**ASSIGNMENT:** An exact reproduction of the records is required, with all images left out.
[TASK MATERIAL Boundary: Start]
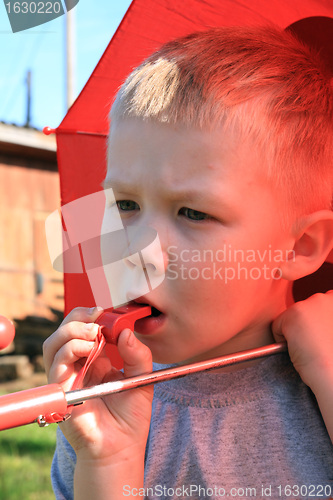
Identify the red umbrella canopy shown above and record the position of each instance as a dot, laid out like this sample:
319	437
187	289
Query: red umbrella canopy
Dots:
[TASK MATERIAL Boundary: End]
**YOUR SOLUTION:**
Identify the red umbrella canopy shown above and record the position of each instance as a dot, laid out like this sample:
319	437
187	289
Query: red umbrella canopy
Dots:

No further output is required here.